§ Job
Copy the records word for word, from their start through the line containing "query: the noun phrase to segment: red shorts".
§
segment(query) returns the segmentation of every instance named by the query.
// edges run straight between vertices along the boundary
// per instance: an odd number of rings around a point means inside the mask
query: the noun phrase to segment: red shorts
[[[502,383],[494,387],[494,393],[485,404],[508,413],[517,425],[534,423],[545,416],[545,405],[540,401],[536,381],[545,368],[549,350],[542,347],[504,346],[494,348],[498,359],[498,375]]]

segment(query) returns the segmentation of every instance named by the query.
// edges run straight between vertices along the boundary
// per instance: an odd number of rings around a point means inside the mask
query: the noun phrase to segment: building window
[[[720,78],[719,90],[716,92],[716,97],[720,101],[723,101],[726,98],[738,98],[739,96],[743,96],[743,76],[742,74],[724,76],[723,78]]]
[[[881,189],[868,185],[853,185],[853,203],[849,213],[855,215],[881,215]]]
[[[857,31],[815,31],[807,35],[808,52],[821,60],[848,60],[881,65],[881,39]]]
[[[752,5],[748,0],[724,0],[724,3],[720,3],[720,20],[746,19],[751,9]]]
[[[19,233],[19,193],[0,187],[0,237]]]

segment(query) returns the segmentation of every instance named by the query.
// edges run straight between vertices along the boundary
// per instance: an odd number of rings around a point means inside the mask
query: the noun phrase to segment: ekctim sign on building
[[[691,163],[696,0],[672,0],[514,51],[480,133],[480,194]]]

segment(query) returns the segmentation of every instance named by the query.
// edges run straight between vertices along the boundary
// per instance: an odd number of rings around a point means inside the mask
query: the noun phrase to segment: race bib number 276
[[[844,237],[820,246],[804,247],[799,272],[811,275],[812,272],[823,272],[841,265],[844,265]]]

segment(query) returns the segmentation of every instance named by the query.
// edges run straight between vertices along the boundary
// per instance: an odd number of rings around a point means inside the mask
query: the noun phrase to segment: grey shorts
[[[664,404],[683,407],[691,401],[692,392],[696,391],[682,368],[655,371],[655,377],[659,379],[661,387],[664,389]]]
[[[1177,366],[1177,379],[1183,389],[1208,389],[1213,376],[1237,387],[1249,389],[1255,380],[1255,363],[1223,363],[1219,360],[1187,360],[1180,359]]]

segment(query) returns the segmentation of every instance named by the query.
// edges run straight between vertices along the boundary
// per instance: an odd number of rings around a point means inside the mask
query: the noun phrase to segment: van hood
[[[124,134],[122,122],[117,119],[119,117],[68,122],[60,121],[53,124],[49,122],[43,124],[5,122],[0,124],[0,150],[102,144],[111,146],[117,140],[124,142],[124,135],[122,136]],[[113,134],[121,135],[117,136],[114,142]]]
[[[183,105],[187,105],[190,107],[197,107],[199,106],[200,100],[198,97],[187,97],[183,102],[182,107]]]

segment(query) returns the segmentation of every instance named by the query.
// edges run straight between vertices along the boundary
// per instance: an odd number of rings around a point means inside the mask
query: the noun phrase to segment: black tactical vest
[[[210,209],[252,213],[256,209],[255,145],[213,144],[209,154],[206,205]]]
§
§ Solution below
segment(query) returns the segmentation of every instance named by the query.
// edges run straight between vertices along the boundary
// per instance: an odd number of rings around a point means inside the mask
query: the noun phrase to segment: red shorts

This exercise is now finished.